◆ Exercise aim ◆
Set down the records again, keeping each line exactly as it is.

Records from a dataset:
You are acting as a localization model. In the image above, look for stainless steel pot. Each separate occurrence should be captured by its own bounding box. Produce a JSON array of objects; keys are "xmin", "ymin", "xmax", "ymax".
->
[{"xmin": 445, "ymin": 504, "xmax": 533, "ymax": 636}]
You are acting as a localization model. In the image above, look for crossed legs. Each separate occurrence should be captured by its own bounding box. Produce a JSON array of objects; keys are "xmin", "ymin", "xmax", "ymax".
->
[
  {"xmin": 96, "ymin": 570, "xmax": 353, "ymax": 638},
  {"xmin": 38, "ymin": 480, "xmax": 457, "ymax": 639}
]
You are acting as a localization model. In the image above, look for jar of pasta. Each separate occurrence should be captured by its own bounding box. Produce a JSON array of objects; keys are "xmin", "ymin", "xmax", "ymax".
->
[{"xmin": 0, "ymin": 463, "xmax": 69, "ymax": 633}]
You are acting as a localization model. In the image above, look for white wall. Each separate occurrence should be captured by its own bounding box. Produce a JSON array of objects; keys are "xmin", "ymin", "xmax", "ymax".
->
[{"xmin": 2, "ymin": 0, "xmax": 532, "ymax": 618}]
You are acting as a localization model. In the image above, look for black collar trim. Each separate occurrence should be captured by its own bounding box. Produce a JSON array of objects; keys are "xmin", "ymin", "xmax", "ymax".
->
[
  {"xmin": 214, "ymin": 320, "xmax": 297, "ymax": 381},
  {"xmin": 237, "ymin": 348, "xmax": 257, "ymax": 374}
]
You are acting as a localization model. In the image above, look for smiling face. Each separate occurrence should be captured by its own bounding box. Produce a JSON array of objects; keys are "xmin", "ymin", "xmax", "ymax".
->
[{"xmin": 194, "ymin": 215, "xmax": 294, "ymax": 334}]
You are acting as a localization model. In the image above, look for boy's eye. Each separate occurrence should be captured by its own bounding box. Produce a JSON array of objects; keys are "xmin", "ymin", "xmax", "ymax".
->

◆ Output of the exercise ◆
You are acting as a localization model. In the image above, look for stainless steel pot. Each separate occurrence should be captured by its own bounding box. Produce a JSON array of objects; keys are "xmin", "ymin", "xmax", "ymax".
->
[{"xmin": 445, "ymin": 504, "xmax": 533, "ymax": 636}]
You are acting as a localization model. In the image above, look for crossed legs. Each separate occurrence should be captured by its own bounding box. Produce a JSON array of objects; keys are "xmin", "ymin", "xmax", "ymax".
->
[
  {"xmin": 96, "ymin": 570, "xmax": 353, "ymax": 638},
  {"xmin": 38, "ymin": 480, "xmax": 457, "ymax": 639}
]
You are acting as a localization model. In the image above, look for jar of pasta. Each separate occurrence should be captured by its own bounding box. Produce a JSON array of objects; keys are "xmin", "ymin", "xmax", "ymax".
->
[{"xmin": 0, "ymin": 463, "xmax": 69, "ymax": 633}]
You are acting as a localization model. In the image above, look for white wall. Each separate occurrence should be captured by its own bounding box. Produce a JSON array of objects; keys are "xmin", "ymin", "xmax", "ymax".
->
[{"xmin": 2, "ymin": 0, "xmax": 532, "ymax": 618}]
You are acting as a localization model. In the image above, look for black collar trim. Each separate occurrence should be captured by its own bounding box. Produce a JSON array of objects; keys are "xmin", "ymin", "xmax", "ymax".
->
[
  {"xmin": 214, "ymin": 320, "xmax": 297, "ymax": 381},
  {"xmin": 237, "ymin": 348, "xmax": 257, "ymax": 374}
]
You are acting as a localization model. In the image above, look for smiling face. Each separate occurrence should be captured by its own bounding box. Produce a JSON array of objects; keys are "xmin", "ymin", "xmax", "ymax".
->
[{"xmin": 194, "ymin": 215, "xmax": 294, "ymax": 334}]
You are acting as a localization model. In the image above, look for boy's eye. Each separate occurrence should be captured by its own bounding box. Produce a JSON array of objects; keys are "xmin", "ymin", "xmax", "ymax".
->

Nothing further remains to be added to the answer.